Items from a data source
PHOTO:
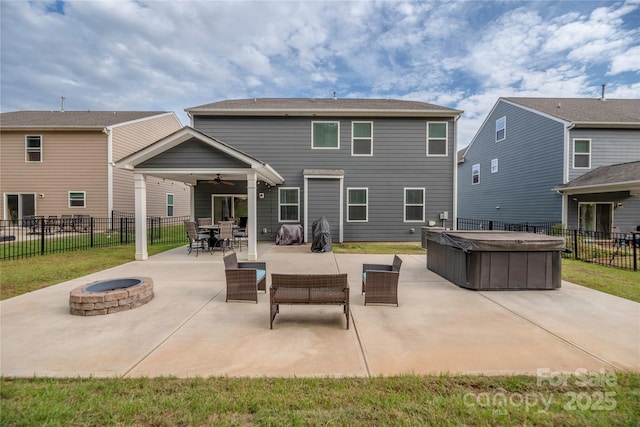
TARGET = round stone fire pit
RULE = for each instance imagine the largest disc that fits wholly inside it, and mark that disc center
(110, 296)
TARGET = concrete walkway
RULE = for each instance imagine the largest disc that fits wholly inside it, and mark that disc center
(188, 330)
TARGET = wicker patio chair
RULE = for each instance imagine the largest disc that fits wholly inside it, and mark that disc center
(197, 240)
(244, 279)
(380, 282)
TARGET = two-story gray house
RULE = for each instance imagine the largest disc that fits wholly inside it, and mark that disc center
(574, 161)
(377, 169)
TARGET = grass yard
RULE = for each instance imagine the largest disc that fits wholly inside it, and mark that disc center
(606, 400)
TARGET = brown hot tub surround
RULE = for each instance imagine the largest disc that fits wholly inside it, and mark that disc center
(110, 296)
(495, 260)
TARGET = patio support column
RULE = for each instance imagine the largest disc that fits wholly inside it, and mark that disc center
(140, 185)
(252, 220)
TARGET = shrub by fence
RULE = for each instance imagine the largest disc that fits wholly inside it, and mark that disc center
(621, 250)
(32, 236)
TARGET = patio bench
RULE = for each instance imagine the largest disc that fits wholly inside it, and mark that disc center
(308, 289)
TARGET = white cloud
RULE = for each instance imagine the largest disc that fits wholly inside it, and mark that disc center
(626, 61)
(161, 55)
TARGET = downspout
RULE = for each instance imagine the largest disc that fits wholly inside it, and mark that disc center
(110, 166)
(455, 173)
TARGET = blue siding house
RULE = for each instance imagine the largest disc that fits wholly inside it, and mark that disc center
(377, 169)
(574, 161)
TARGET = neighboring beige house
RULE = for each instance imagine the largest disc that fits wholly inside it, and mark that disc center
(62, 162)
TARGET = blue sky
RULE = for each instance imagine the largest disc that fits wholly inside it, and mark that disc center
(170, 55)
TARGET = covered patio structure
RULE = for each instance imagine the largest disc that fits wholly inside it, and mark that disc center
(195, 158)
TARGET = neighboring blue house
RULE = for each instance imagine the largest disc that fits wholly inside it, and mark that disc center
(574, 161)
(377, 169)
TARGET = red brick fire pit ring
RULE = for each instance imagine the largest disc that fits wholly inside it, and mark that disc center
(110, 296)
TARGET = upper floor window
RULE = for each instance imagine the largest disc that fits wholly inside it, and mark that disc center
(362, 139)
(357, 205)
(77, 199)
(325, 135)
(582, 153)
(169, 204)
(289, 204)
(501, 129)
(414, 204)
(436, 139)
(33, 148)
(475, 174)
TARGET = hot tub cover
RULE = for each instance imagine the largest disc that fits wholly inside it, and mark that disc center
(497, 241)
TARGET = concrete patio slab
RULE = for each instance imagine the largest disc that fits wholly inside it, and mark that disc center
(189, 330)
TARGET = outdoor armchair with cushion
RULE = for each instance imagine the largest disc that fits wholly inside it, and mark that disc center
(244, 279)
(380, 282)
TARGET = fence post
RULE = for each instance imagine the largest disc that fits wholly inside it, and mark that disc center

--

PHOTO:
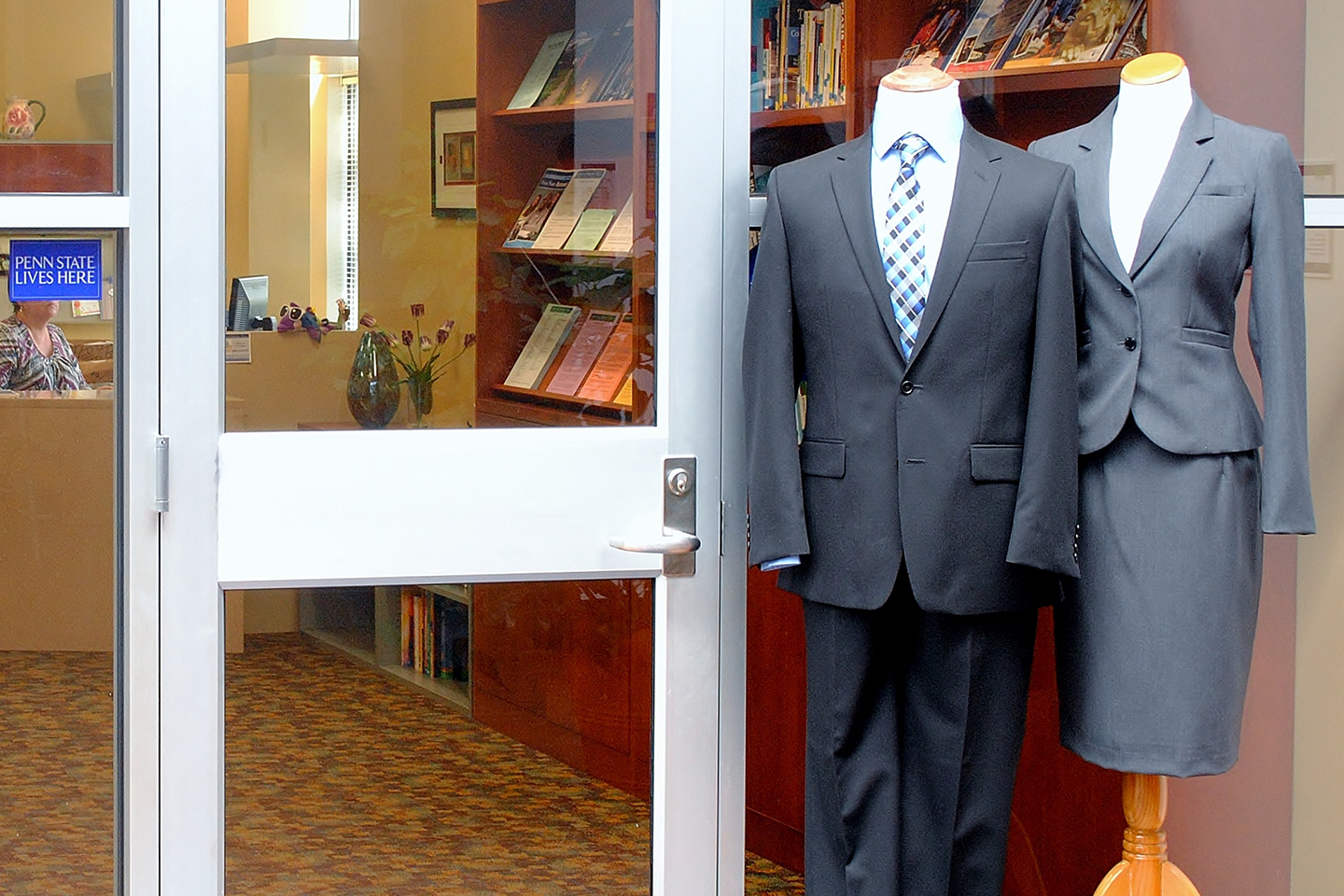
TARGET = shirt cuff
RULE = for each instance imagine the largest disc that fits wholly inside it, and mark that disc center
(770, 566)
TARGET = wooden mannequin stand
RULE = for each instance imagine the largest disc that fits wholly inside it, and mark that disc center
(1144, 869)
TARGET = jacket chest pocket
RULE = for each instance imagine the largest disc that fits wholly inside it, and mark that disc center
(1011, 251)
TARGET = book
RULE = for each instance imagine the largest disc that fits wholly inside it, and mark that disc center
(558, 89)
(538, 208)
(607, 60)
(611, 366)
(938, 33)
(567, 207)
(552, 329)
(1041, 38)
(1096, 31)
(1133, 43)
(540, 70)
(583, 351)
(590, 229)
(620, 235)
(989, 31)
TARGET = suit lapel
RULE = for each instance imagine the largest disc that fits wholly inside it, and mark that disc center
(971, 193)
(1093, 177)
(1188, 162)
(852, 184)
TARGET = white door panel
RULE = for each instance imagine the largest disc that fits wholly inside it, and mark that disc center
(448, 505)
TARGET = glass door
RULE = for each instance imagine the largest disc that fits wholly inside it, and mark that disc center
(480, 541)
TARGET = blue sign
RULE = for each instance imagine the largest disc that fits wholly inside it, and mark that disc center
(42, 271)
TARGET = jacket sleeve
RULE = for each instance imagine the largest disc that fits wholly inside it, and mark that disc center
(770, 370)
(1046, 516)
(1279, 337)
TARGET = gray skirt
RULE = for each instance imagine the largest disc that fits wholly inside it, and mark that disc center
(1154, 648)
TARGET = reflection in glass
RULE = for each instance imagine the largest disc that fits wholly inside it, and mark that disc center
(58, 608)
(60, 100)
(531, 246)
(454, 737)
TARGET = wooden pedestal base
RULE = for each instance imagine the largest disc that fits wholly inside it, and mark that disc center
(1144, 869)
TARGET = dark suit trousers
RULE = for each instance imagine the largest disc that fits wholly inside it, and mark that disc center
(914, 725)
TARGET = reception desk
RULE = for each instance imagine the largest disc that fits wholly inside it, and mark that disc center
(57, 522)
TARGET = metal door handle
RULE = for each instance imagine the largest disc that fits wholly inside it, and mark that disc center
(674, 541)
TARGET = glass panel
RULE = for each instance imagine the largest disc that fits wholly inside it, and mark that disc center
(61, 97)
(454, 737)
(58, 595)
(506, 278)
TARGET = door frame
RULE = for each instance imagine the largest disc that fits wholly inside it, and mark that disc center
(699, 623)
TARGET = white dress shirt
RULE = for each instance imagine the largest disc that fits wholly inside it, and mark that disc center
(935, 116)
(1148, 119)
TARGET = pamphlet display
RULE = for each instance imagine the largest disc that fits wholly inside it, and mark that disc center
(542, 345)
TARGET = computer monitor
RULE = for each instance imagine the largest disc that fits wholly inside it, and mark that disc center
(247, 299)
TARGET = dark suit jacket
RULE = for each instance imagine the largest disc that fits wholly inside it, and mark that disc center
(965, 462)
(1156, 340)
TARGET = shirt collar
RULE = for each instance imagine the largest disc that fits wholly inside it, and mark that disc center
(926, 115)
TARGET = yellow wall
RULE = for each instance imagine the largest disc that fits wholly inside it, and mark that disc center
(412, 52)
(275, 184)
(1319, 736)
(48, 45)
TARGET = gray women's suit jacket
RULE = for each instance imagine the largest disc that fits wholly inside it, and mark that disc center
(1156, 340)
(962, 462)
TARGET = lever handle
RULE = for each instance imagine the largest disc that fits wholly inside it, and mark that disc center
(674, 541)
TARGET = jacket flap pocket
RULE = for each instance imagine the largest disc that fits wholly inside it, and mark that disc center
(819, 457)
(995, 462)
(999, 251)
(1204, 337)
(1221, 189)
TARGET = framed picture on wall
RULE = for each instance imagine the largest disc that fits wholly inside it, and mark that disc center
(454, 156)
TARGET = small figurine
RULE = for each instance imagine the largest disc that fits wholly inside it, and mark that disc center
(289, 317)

Brief: Please find each line in the records above that holds the word "white", and copy it.

Answer for the task:
TARGET = white cloud
TARGET = white door panel
TARGET = white dress shirt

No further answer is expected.